**Source document**:
+-------+

Signing a directors’ guarantee is a pledge to repay the debt if the company is unable to do so.
Generally, such undertakings are given for loans or lines of credit with suppliers and effectively pierce the veil of incorporation should the company fail to honour its obligation.
Guarantees are often given quite freely and with little thought to the repercussions, but the consequences can be significant when there are personal assets at risk. Losing a business and livelihood is bad enough, but losing your home is something else.
Billions of £'s was given to millions of businesses by way of covid support and for the most part company directors have not had to provide a personal guarantee. Instead, directors were simply asked to give some assurances about the company's trading status & solvency, however, it has since been widely recognised that not all the loan applications were with the best of intentions or indeed truthful.
As some of these loans started to fall due, we noted further questions and undertakings being asked of directors particularly if forbearance was being asked for.
Compensation Orders have been around since 2015 and can be used to make directors financially responsible for the consequences of unfit conduct.

+-------+

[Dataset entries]
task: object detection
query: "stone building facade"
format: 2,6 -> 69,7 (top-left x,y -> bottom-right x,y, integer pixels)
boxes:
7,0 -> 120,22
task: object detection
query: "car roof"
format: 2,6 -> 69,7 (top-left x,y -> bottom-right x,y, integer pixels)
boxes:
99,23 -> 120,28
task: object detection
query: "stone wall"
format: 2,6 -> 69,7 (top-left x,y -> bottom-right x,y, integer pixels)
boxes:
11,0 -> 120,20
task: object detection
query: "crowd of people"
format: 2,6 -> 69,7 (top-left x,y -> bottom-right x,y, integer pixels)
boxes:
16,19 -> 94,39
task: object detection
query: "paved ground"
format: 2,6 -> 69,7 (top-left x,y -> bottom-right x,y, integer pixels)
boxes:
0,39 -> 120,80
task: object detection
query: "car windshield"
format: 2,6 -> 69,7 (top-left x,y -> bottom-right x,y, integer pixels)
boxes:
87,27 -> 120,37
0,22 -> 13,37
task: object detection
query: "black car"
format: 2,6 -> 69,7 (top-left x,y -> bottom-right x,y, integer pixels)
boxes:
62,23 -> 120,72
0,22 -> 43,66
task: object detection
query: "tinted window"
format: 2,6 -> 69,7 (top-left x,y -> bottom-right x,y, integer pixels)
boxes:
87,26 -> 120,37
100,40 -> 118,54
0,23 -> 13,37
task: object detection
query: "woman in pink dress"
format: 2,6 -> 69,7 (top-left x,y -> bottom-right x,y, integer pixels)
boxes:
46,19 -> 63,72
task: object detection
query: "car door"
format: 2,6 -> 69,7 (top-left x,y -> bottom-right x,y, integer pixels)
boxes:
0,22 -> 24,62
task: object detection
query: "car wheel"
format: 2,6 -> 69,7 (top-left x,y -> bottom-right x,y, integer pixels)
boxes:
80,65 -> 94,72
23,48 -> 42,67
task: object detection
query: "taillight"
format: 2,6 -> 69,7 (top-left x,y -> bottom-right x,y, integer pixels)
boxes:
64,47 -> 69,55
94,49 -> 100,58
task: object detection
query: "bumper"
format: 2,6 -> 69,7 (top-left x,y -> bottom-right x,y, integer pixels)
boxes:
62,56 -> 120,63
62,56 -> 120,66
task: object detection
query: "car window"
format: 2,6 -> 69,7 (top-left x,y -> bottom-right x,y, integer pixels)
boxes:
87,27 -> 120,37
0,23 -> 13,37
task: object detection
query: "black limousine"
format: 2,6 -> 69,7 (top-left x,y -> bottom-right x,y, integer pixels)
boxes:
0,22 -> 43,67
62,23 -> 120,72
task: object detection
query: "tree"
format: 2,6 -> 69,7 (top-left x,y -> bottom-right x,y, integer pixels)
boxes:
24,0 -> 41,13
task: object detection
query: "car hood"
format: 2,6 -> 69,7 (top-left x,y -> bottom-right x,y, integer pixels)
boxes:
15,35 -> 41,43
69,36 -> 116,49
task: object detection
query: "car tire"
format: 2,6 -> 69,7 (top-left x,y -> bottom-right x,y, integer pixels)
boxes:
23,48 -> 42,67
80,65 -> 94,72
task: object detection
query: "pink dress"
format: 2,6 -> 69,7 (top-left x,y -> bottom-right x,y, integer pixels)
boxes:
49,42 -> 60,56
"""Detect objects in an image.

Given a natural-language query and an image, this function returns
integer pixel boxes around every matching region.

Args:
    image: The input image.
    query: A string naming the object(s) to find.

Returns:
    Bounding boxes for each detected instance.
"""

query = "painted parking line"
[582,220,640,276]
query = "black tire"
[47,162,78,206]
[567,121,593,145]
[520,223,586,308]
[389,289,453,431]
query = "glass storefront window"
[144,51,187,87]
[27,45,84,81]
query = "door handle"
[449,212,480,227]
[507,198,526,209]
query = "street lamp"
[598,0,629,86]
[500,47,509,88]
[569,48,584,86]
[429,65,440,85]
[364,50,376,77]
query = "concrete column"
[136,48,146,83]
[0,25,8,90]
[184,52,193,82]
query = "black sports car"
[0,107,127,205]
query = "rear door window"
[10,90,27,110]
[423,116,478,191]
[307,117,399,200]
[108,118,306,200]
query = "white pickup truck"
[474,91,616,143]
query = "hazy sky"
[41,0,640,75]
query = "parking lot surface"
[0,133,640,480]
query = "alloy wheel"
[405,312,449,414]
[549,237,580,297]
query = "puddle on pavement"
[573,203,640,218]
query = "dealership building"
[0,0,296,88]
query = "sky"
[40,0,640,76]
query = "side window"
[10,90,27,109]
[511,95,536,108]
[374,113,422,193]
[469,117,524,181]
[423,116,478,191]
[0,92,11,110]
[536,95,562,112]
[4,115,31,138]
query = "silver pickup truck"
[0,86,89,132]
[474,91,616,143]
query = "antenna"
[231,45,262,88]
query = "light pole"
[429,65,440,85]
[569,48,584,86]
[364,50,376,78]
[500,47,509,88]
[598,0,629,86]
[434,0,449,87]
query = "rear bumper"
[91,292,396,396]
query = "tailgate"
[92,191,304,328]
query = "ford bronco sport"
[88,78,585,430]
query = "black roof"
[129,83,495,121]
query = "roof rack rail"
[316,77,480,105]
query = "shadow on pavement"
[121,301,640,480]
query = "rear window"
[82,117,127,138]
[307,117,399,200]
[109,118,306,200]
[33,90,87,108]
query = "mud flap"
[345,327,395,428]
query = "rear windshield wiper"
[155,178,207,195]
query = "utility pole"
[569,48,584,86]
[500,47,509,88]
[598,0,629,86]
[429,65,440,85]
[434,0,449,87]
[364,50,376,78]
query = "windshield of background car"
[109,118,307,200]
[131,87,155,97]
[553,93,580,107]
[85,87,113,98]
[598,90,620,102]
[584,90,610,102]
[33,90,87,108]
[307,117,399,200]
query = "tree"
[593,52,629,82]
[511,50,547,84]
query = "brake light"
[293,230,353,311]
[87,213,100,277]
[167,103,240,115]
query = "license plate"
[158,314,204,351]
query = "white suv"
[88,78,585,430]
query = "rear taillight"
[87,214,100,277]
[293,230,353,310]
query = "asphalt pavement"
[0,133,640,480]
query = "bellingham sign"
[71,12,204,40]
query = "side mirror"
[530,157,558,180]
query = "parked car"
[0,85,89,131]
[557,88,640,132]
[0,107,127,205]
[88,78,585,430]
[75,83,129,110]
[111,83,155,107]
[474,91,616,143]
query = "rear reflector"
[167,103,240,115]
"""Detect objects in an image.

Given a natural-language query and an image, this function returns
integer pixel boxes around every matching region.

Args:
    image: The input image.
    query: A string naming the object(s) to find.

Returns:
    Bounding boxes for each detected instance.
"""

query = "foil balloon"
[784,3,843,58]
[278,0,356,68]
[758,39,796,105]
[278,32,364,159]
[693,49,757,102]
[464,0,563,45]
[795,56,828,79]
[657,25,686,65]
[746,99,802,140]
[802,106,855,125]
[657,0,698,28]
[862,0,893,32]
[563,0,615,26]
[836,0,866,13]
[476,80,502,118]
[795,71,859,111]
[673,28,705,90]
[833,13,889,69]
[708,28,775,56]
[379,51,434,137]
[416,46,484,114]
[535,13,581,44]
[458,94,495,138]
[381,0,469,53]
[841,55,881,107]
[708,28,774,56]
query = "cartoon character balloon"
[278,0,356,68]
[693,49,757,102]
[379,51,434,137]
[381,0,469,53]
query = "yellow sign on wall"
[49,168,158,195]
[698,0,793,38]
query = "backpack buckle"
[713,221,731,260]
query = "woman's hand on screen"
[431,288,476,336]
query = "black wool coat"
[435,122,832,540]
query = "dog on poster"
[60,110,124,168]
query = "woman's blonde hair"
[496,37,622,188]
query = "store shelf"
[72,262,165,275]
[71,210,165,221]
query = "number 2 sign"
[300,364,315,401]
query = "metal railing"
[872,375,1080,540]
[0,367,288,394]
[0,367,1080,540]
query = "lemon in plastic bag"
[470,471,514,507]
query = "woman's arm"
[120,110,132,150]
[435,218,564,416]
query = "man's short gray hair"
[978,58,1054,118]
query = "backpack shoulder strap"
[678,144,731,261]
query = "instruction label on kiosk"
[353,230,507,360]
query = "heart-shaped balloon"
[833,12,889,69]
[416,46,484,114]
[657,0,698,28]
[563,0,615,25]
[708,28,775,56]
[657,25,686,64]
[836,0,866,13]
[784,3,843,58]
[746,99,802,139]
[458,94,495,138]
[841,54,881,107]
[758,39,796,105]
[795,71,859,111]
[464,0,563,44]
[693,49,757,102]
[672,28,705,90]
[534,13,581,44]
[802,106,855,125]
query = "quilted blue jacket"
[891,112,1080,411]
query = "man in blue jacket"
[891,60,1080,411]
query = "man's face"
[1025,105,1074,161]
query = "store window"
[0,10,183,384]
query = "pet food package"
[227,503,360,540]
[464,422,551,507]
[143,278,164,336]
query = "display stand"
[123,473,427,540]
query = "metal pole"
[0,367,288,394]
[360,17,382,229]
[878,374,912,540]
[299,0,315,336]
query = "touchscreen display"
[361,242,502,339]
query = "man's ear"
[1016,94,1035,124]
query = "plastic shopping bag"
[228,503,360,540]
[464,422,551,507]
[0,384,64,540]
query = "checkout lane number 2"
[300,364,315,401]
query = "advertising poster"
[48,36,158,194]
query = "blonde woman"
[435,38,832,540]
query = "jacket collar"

+-------+

**Tasks to complete**:
1. Change the stretch of the text on directors' guarantees from "Generally, such undertakings" through "or indeed truthful." by replacing "livelihood" with "income".
2. Continue the text on directors' guarantees from the point where it stops.
These entries come from a source separate from the text on directors' guarantees.

**Answers by task**:
1.
Generally, such undertakings are given for loans or lines of credit with suppliers and effectively pierce the veil of incorporation should the company fail to honour its obligation.
Guarantees are often given quite freely and with little thought to the repercussions, but the consequences can be significant when there are personal assets at risk. Losing a business and income is bad enough, but losing your home is something else.
Billions of £'s was given to millions of businesses by way of covid support and for the most part company directors have not had to provide a personal guarantee. Instead, directors were simply asked to give some assurances about the company's trading status & solvency, however, it has since been widely recognised that not all the loan applications were with the best of intentions or indeed truthful.

2.
Where a company enters into insolvency proceedings and a director is subject to a disqualification order or undertaking, the Insolvency Service can apply to the court for a Compensation Order if the director’s conduct has caused a quantifiable loss to the creditors of the insolvent business.
Compensation orders have rarely been used, but we suspect they will become more widespread as the Government seeks to challenge those individuals who have abused the Covid support schemes.
The first reported case for a Compensation Order was in the matter of Secretary of State for Business, Energy & Industrial Strategy v Eagling  EWHC 2806 (Ch) (1 November 2019).
The court was asked to make a compensation order against the director who had been disqualified for 15 years. The company entered into liquidation with deficiency of c£1.7m.
The court found that the director had misappropriated funds of £559,484 paying it into another company of which he was sole shareholder, prior to the company entering into a creditors’ voluntary liquidation. The company had no means to pay its creditors and the court ordered the director to personally repay this money.
The Insolvency Service will be given powers to investigate directors of companies that have been dissolved. The aim is to close the loophole and act as a deterrent to those who use the dissolution process to avoid repayment of Government backed loans given to businesses to support them during the Coronavirus pandemic
The extension of the power to investigate also includes the relevant sanctions such as disqualification from acting as a company director for up to 15 years. Any director disqualified under such circumstances should be mindful that Compensation Orders can be used as a means of recovering the money from them personally.
These measures will be retrospective and will enable the Insolvency Service to also tackle directors who have inappropriately closed companies that have benefited from Bounce Back Loans.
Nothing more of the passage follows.